As Paul said, "Any trip that starts with a helicopter is a bad-ass trip." This trip did not disappoint.
Most people overlook the Talkeetna Mountains in favor of the surrounding Chugach and Alaska Range. But if your objective is adventure, then it's wise to seek out overlooked mountains such as the Talkeenta Mountains. On this trip Glenn, James, Paul and I selected a base camp location from the air, landed and proceeded to climb ten mountains over nine days. This is quintessential Alaska-style: if you're flexible, then great things will happen. We had challenging and exposed climbing, complete solitude, amazing weather, a first-class base camp and great friendship.

To my left are Glenn Wilson from Tulsa Oklahoma, Paul Muscat from Portland Maine and James Kesterson from Raleigh North Carolina. In various team configurations we've been to Denali, Mount Marcus Baker, Mount Logan, Iliamna Volcano, the Arctic Refuge, Mount Bona, Mount Baker and the Ecuador Volcanoes. These guys like serious adventure.

QUESTIONS -
**A)** According to the Talkeetna trip report, how many mountains did the group climb, and over how many days?
**B)** From the Talkeetna trip report, transcribe the passage that begins at "Most people overlook" and stops after "and great friendship.".
**C)** Translate this sentence from the Talkeetna trip report into Spanish: "Most people overlook the Talkeetna Mountains in favor of the surrounding Chugach and Alaska Range."
The listing after this point is separate material, unrelated to the Talkeetna trip report.

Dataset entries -
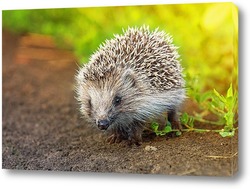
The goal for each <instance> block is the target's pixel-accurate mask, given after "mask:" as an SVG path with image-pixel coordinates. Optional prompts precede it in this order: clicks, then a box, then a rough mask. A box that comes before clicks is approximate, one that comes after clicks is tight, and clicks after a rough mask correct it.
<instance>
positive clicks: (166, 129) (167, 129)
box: [163, 125, 172, 133]
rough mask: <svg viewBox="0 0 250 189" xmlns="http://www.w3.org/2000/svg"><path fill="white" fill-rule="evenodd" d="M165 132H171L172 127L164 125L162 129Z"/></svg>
mask: <svg viewBox="0 0 250 189" xmlns="http://www.w3.org/2000/svg"><path fill="white" fill-rule="evenodd" d="M163 131H164V132H165V133H169V132H171V131H172V127H171V126H169V125H168V126H166V127H165V128H164V130H163Z"/></svg>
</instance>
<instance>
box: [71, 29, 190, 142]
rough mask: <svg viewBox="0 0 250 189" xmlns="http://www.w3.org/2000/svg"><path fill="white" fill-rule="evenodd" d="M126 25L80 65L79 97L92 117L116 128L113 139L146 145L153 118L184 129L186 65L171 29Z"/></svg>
mask: <svg viewBox="0 0 250 189" xmlns="http://www.w3.org/2000/svg"><path fill="white" fill-rule="evenodd" d="M122 31H123V33H122V34H114V37H113V38H112V39H109V40H106V41H105V42H104V43H102V44H101V45H100V46H99V48H98V49H97V51H95V52H94V53H93V54H92V55H91V57H90V59H89V62H88V63H87V64H83V66H80V67H79V69H78V70H77V74H76V77H75V78H76V86H75V88H76V99H77V101H78V102H79V105H80V112H81V115H82V116H83V117H84V119H85V120H86V121H87V123H89V124H90V125H93V126H95V127H97V128H98V129H100V130H102V131H105V132H106V133H109V134H110V136H109V137H108V138H107V141H108V142H109V143H119V142H121V141H127V142H128V144H130V145H131V144H136V145H140V144H141V142H142V134H143V131H144V130H145V129H146V128H147V127H148V125H150V124H148V123H151V122H152V121H154V120H157V119H159V118H163V116H165V117H166V115H167V121H169V122H170V123H171V126H172V129H179V130H181V124H180V121H179V116H178V111H179V108H180V106H181V104H182V103H183V101H184V99H185V97H186V96H185V81H184V79H183V73H182V72H183V68H182V66H181V64H180V55H179V53H178V51H177V49H178V48H177V47H176V46H175V45H174V44H173V38H172V36H171V35H170V34H168V33H166V32H164V31H159V29H158V28H157V29H154V30H150V29H149V26H141V27H128V28H127V29H126V30H122Z"/></svg>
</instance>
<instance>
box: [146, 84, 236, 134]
mask: <svg viewBox="0 0 250 189" xmlns="http://www.w3.org/2000/svg"><path fill="white" fill-rule="evenodd" d="M191 94H192V95H193V96H192V97H193V99H195V101H196V102H197V103H198V105H199V107H200V110H201V113H197V112H195V113H194V115H189V114H187V113H186V112H185V113H183V114H182V115H181V117H180V121H181V124H183V125H185V126H186V128H187V129H183V130H182V131H195V132H217V133H219V134H220V135H221V136H222V137H231V136H234V134H235V130H237V128H235V127H234V124H235V123H236V122H237V121H238V120H237V117H236V115H237V113H238V93H237V91H234V90H233V87H232V84H231V85H230V87H229V89H228V90H227V94H226V95H225V96H223V95H221V94H219V92H218V91H216V90H215V89H214V90H213V91H208V92H206V93H203V94H200V93H198V90H196V91H195V90H192V91H191ZM209 114H213V115H215V116H216V117H217V121H210V120H207V119H205V116H206V115H209ZM195 122H202V123H207V124H209V125H218V126H224V127H223V129H219V130H215V129H211V130H210V129H198V128H195ZM151 128H152V129H153V131H154V132H155V133H156V135H160V136H162V135H166V134H167V133H169V132H176V135H181V132H180V131H178V130H172V127H171V124H170V123H169V122H168V123H167V124H166V126H165V128H164V129H163V130H160V131H159V130H158V128H159V124H158V123H156V122H153V123H152V124H151Z"/></svg>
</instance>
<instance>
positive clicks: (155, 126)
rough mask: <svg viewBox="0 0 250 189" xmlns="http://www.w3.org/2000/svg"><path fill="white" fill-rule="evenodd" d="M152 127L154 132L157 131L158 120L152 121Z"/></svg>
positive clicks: (151, 123) (157, 127) (157, 128)
mask: <svg viewBox="0 0 250 189" xmlns="http://www.w3.org/2000/svg"><path fill="white" fill-rule="evenodd" d="M151 128H152V129H153V131H154V132H157V131H158V128H159V124H158V123H156V122H152V123H151Z"/></svg>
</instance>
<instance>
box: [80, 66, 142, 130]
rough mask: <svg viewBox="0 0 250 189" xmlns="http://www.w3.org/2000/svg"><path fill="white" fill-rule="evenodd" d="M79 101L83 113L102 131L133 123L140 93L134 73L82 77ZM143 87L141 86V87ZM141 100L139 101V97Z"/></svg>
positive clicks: (80, 85)
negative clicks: (134, 112)
mask: <svg viewBox="0 0 250 189" xmlns="http://www.w3.org/2000/svg"><path fill="white" fill-rule="evenodd" d="M78 79H81V80H82V81H81V82H80V83H79V86H78V88H79V90H78V91H77V92H78V100H79V102H80V105H81V112H82V114H83V115H84V116H85V117H87V118H88V120H90V121H91V122H92V123H93V124H94V125H97V127H98V128H99V129H101V130H107V129H108V128H109V127H116V125H118V124H120V123H126V124H130V123H131V122H133V121H134V119H133V116H132V115H133V112H135V111H134V108H133V106H134V104H136V103H135V102H134V101H133V99H135V96H138V95H139V94H140V92H141V90H142V89H141V88H138V87H137V86H138V85H140V84H138V83H137V82H138V81H137V79H136V77H135V75H134V73H133V72H132V71H131V70H129V69H128V70H127V71H126V72H125V73H121V72H120V70H118V71H117V72H115V71H114V70H113V72H112V74H111V73H109V72H107V73H105V74H103V76H102V77H99V78H98V79H89V78H79V77H78ZM140 86H141V85H140ZM137 99H138V98H137Z"/></svg>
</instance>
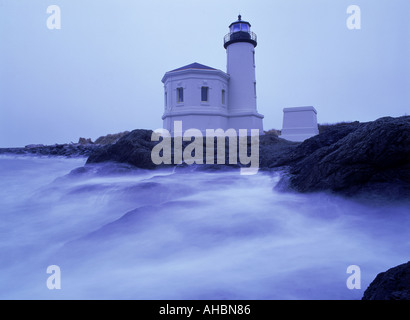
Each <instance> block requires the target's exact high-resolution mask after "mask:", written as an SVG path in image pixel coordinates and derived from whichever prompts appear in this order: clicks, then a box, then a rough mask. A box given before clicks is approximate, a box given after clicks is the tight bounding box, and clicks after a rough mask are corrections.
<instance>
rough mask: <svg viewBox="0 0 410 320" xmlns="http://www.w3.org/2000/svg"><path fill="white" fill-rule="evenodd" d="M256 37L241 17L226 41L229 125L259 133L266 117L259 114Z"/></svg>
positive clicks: (239, 16) (255, 34)
mask: <svg viewBox="0 0 410 320" xmlns="http://www.w3.org/2000/svg"><path fill="white" fill-rule="evenodd" d="M257 44H258V43H257V37H256V34H255V33H253V32H252V31H251V24H250V23H249V22H247V21H243V20H242V17H241V15H239V16H238V20H237V21H235V22H233V23H231V24H230V26H229V33H228V34H227V35H226V36H225V38H224V47H225V49H226V55H227V73H228V75H229V112H230V125H231V127H232V128H234V129H239V128H247V129H260V130H261V131H262V129H263V125H262V119H263V116H262V115H261V114H259V113H258V112H257V105H256V76H255V67H256V65H255V48H256V46H257Z"/></svg>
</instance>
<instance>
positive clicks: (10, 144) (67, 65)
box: [0, 0, 410, 147]
mask: <svg viewBox="0 0 410 320" xmlns="http://www.w3.org/2000/svg"><path fill="white" fill-rule="evenodd" d="M53 4H55V5H58V6H60V8H61V23H62V25H61V30H49V29H48V28H47V26H46V20H47V18H48V16H49V15H48V14H47V13H46V9H47V7H48V6H49V5H53ZM351 4H356V5H359V6H360V8H361V24H362V25H361V27H362V28H361V30H349V29H348V28H347V27H346V19H347V18H348V16H349V15H348V14H347V13H346V9H347V7H348V6H349V5H351ZM239 12H240V13H241V14H242V17H243V19H244V20H247V21H249V22H250V23H251V24H252V31H254V32H255V33H256V34H257V36H258V46H257V48H256V78H257V93H258V110H259V112H260V113H262V114H264V115H265V119H264V128H265V130H266V129H271V128H277V129H280V128H281V124H282V109H283V108H284V107H294V106H306V105H312V106H314V107H315V108H316V109H317V111H318V122H319V123H333V122H339V121H353V120H359V121H369V120H375V119H377V118H379V117H382V116H401V115H404V114H405V113H409V111H410V90H409V89H410V1H408V0H366V1H364V0H355V1H353V0H349V1H345V0H276V1H272V0H266V1H260V0H259V1H258V0H257V1H249V0H247V1H242V0H236V1H230V0H229V1H227V0H208V1H197V0H185V1H182V0H173V1H168V0H149V1H131V0H81V1H80V0H46V1H44V0H18V1H16V0H0V147H7V146H24V145H26V144H31V143H44V144H53V143H64V142H70V141H73V142H76V141H77V140H78V138H79V137H80V136H82V137H87V138H88V137H91V138H92V139H96V138H97V137H99V136H101V135H105V134H107V133H116V132H120V131H125V130H132V129H137V128H147V129H156V128H160V127H162V120H161V116H162V113H163V86H162V83H161V78H162V76H163V75H164V73H165V72H166V71H169V70H172V69H175V68H178V67H180V66H183V65H186V64H189V63H192V62H199V63H202V64H205V65H209V66H211V67H214V68H218V69H221V70H223V71H226V52H225V49H224V48H223V36H224V35H225V34H226V33H228V25H229V24H230V23H231V22H233V21H234V20H236V18H237V15H238V13H239Z"/></svg>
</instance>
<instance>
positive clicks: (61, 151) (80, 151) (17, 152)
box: [0, 143, 101, 157]
mask: <svg viewBox="0 0 410 320" xmlns="http://www.w3.org/2000/svg"><path fill="white" fill-rule="evenodd" d="M99 148H101V146H98V145H93V144H87V143H86V144H82V143H76V144H74V143H70V144H55V145H50V146H45V145H42V144H38V145H28V146H26V147H24V148H0V154H19V155H37V156H62V157H87V156H89V155H90V154H92V153H94V152H95V151H96V150H98V149H99Z"/></svg>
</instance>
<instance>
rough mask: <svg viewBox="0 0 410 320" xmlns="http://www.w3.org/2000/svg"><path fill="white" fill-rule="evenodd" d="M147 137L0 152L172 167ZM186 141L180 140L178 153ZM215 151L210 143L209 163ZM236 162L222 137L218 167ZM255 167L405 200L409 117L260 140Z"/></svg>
mask: <svg viewBox="0 0 410 320" xmlns="http://www.w3.org/2000/svg"><path fill="white" fill-rule="evenodd" d="M152 133H153V131H151V130H142V129H140V130H134V131H132V132H130V133H122V134H119V135H115V139H114V140H110V141H116V142H115V143H112V144H107V145H100V144H96V143H95V144H90V143H86V142H87V140H85V141H82V142H84V143H85V144H69V145H54V146H42V145H35V146H27V147H26V148H17V149H16V148H14V149H13V148H11V149H10V148H9V149H0V153H7V152H10V153H20V154H40V155H62V156H78V155H82V156H88V155H89V158H88V160H87V164H91V163H101V162H109V161H111V162H118V163H126V164H130V165H133V166H135V167H138V168H143V169H155V168H158V167H166V166H174V164H171V165H159V166H157V165H155V164H154V163H153V162H152V159H151V151H152V149H153V147H154V146H155V145H156V144H157V143H158V142H156V141H151V136H152ZM117 138H118V141H117V140H116V139H117ZM250 141H251V139H250V137H248V144H247V150H248V154H250V150H251V144H250ZM190 143H191V141H188V142H187V141H185V142H183V144H182V145H183V150H185V147H186V146H187V145H189V144H190ZM171 145H172V146H173V142H171ZM203 147H204V163H206V161H205V156H206V139H204V140H203ZM217 148H218V145H217V143H216V139H215V140H214V155H215V156H214V163H215V164H216V163H217V161H216V158H217V153H218V152H217ZM238 150H239V148H238ZM173 151H174V150H173V149H172V150H171V157H172V159H173ZM237 158H238V162H236V163H232V164H230V163H229V143H228V138H226V139H225V165H224V166H222V167H223V168H226V166H229V167H231V168H232V167H233V168H239V167H241V166H242V164H241V163H240V158H239V156H238V157H237ZM178 166H179V167H182V168H183V167H184V165H178ZM185 166H186V165H185ZM202 166H203V168H200V169H199V170H202V169H204V170H219V169H220V167H221V166H220V165H211V164H209V165H202ZM192 168H193V167H192ZM259 168H260V169H262V170H274V169H278V168H279V169H286V171H287V173H288V174H287V175H286V176H285V177H284V178H283V180H282V181H281V182H280V183H279V186H280V187H282V188H285V189H286V188H290V189H292V190H295V191H298V192H316V191H331V192H335V193H339V194H344V195H347V196H358V195H368V194H371V195H373V196H374V197H376V198H388V199H393V198H395V199H396V198H397V199H403V198H406V199H410V196H409V195H410V117H409V116H403V117H399V118H391V117H385V118H380V119H378V120H376V121H372V122H367V123H359V122H354V123H344V124H340V125H335V126H326V127H325V128H322V130H321V133H320V134H319V135H317V136H314V137H312V138H310V139H307V140H305V141H304V142H303V143H295V142H290V141H287V140H284V139H281V138H280V137H278V136H276V135H274V134H266V135H263V136H260V138H259ZM197 169H198V168H197ZM195 170H196V169H195Z"/></svg>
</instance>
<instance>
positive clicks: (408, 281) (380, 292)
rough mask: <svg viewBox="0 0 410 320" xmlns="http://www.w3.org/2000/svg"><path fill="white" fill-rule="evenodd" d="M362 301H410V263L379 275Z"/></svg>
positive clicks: (373, 281) (375, 279) (374, 280)
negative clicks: (373, 300) (406, 300)
mask: <svg viewBox="0 0 410 320" xmlns="http://www.w3.org/2000/svg"><path fill="white" fill-rule="evenodd" d="M362 300H410V261H409V262H407V263H404V264H401V265H399V266H397V267H394V268H391V269H389V270H387V271H386V272H382V273H379V274H378V275H377V276H376V278H375V279H374V280H373V282H372V283H371V284H370V285H369V287H368V288H367V289H366V291H365V292H364V294H363V298H362Z"/></svg>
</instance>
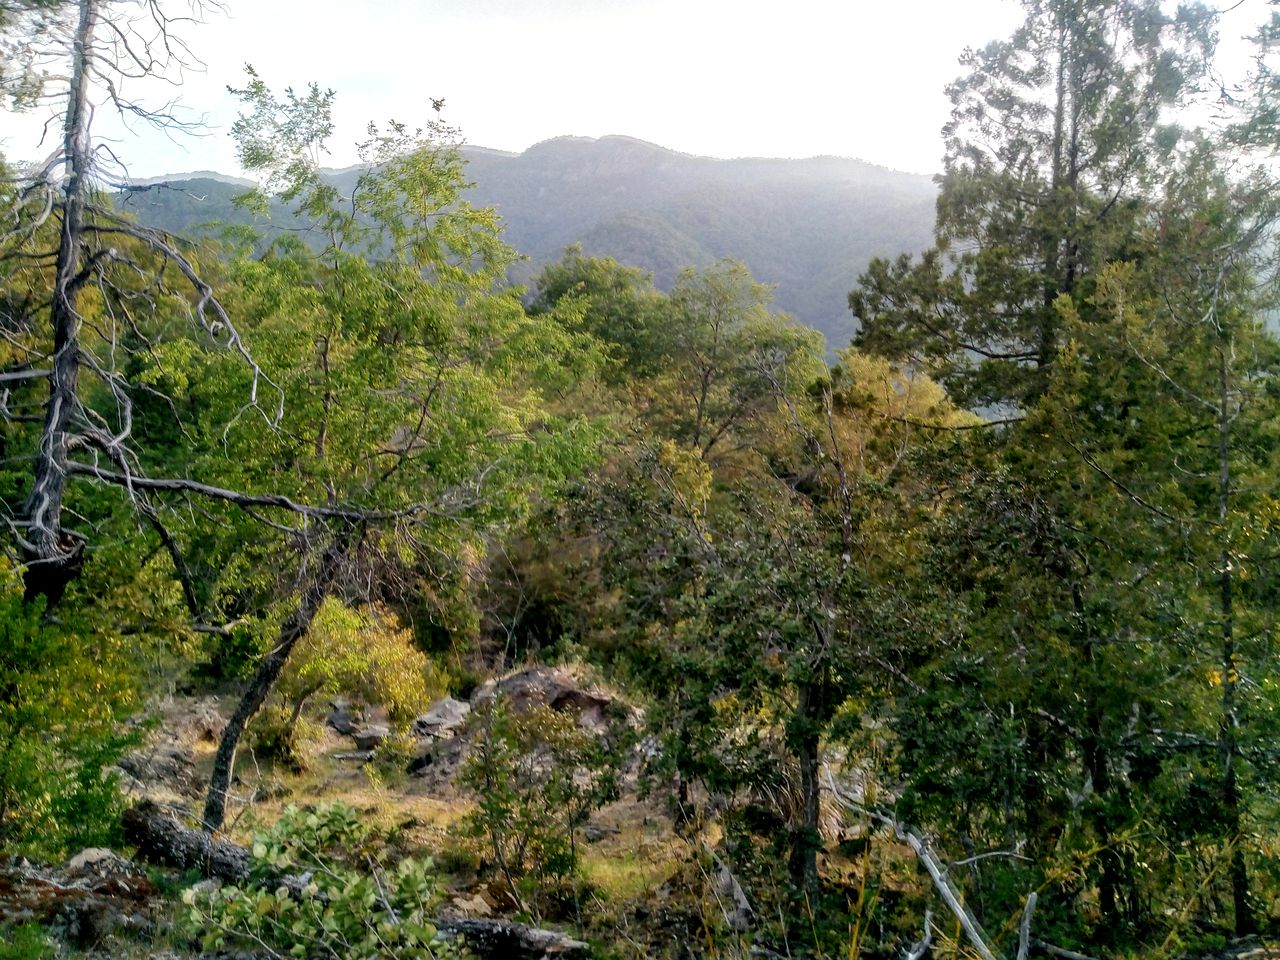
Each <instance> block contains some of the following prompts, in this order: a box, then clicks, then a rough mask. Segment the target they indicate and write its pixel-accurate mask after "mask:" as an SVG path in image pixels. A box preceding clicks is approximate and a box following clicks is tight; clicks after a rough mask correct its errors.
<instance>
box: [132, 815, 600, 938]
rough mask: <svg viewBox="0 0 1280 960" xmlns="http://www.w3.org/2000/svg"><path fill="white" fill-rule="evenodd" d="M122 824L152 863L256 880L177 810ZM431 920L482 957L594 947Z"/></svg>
mask: <svg viewBox="0 0 1280 960" xmlns="http://www.w3.org/2000/svg"><path fill="white" fill-rule="evenodd" d="M122 823H123V826H124V837H125V840H127V841H128V842H129V844H132V845H133V846H136V847H137V851H138V856H140V858H141V859H143V860H146V861H148V863H154V864H157V865H161V867H175V868H178V869H183V870H191V869H196V870H200V873H201V874H204V876H205V877H209V878H214V879H220V881H223V882H224V883H234V884H237V886H243V884H244V883H251V882H253V881H252V878H251V876H250V867H251V858H250V851H248V847H244V846H241V845H239V844H236V842H232V841H230V840H227V838H225V837H219V836H216V835H214V836H210V835H207V833H205V832H204V831H200V829H192V828H191V827H184V826H183V824H182V823H179V822H178V820H177V818H174V815H173V814H172V813H169V812H168V810H165V809H164V808H161V806H160V805H157V804H155V803H152V801H150V800H145V801H142V803H141V804H138V805H137V806H132V808H129V809H128V810H125V812H124V815H123V817H122ZM260 883H264V884H268V886H271V887H273V888H276V887H282V886H283V887H285V888H287V890H288V891H289V892H291V893H292V895H294V896H298V895H301V892H302V890H303V888H305V887H306V886H307V878H305V877H296V876H288V874H284V876H276V877H271V878H269V879H262V881H260ZM431 923H433V924H434V925H435V928H436V929H438V931H439V932H440V936H442V937H443V938H444V940H448V941H457V942H461V943H462V945H463V946H465V947H466V948H467V950H468V951H470V952H471V955H474V956H476V957H480V959H481V960H484V957H493V960H550V959H552V957H554V959H556V960H573V957H585V956H586V955H588V951H589V947H588V945H586V943H584V942H582V941H579V940H573V938H571V937H568V936H566V934H563V933H559V932H558V931H549V929H543V928H539V927H529V925H526V924H522V923H512V922H509V920H489V919H472V918H466V916H440V918H436V919H434V920H433V922H431Z"/></svg>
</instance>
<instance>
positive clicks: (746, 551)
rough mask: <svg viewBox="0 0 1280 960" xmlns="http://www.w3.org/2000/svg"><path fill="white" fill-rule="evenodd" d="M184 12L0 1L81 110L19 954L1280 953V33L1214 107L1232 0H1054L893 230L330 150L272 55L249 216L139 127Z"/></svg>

YOUR RESPONSES -
**A)** Ten mountains over nine days.

**B)**
Most people overlook the Talkeetna Mountains in favor of the surrounding Chugach and Alaska Range. But if your objective is adventure, then it's wise to seek out overlooked mountains such as the Talkeenta Mountains. On this trip Glenn, James, Paul and I selected a base camp location from the air, landed and proceeded to climb ten mountains over nine days. This is quintessential Alaska-style: if you're flexible, then great things will happen. We had challenging and exposed climbing, complete solitude, amazing weather, a first-class base camp and great friendship.

**C)** La mayoría de la gente pasa por alto las montañas Talkeetna y prefiere las cercanas montañas Chugach y la cordillera de Alaska.